• **DATA**:
## start
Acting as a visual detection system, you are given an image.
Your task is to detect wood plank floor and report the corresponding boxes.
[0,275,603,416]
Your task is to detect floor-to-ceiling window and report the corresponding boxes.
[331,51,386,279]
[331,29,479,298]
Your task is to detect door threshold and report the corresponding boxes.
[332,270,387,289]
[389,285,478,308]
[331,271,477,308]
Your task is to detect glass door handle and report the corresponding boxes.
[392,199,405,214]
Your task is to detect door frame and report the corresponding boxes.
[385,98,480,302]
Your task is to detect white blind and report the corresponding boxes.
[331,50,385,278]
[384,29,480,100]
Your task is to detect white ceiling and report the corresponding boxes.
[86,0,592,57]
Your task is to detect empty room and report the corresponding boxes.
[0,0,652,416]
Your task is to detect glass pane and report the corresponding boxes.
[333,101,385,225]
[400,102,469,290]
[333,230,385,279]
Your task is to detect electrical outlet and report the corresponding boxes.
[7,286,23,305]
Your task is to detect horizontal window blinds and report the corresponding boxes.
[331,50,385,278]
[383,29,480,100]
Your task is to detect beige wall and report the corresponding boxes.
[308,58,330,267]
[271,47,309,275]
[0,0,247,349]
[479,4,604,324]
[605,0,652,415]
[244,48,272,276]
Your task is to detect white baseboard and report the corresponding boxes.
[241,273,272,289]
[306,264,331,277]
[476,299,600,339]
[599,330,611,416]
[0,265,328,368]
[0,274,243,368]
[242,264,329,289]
## end
## start
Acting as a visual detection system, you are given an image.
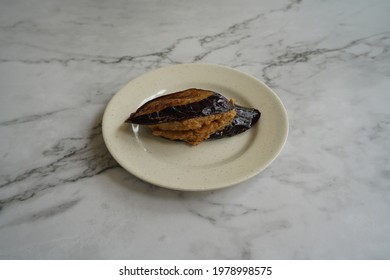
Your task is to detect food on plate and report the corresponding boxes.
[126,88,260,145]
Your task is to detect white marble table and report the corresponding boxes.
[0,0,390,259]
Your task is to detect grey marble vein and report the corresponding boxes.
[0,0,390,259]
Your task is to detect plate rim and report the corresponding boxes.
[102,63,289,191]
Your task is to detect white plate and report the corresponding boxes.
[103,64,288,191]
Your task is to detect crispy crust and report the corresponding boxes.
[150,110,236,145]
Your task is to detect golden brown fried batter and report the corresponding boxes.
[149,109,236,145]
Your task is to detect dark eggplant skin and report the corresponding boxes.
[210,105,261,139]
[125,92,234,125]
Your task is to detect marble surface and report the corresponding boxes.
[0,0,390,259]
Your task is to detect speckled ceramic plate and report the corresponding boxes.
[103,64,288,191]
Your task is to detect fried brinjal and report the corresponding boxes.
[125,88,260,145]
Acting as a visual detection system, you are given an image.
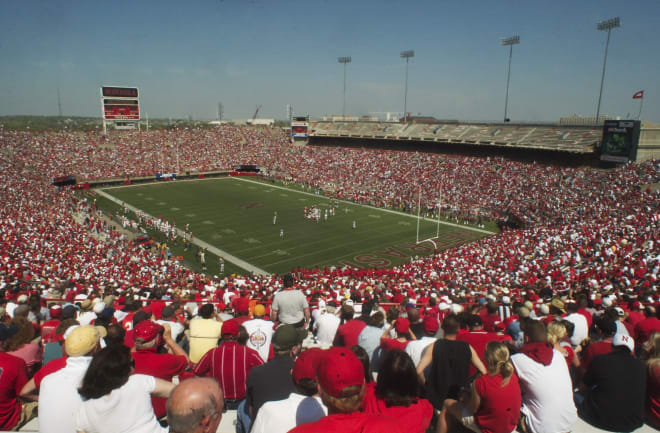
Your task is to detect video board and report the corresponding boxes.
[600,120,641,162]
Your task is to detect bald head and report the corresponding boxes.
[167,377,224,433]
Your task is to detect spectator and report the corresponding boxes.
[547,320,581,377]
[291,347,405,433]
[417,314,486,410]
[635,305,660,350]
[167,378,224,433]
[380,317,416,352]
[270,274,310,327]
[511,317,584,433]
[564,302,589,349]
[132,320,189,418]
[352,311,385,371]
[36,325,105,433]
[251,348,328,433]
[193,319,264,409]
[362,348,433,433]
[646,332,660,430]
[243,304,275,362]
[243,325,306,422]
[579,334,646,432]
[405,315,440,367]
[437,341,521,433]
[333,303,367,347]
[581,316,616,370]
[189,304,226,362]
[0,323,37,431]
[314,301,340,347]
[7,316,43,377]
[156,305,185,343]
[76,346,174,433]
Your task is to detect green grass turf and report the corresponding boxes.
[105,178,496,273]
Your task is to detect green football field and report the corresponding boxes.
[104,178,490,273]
## end
• **PROBLEM REQUIREMENTS**: Rewrite the records from the line with "Your task is to detect door threshold" up to and including the line with "[86,0,592,57]", using "gate" in place of "door" and leaving everything else the same. Give only those lines.

• **RESPONSE BELOW**:
Your task is to detect gate threshold and report the corresponding boxes.
[332,270,387,289]
[389,285,478,308]
[331,271,477,308]
Your task is to detect glass gate handle and report the corresponding boxes.
[392,199,405,214]
Your task is to detect gate frame and report the corresponding boxes.
[385,98,480,302]
Your task is to detect white blind and report the corresponding boxes.
[331,50,385,278]
[384,29,480,100]
Your task is to detect white ceiling and report the corresponding boxes.
[86,0,592,57]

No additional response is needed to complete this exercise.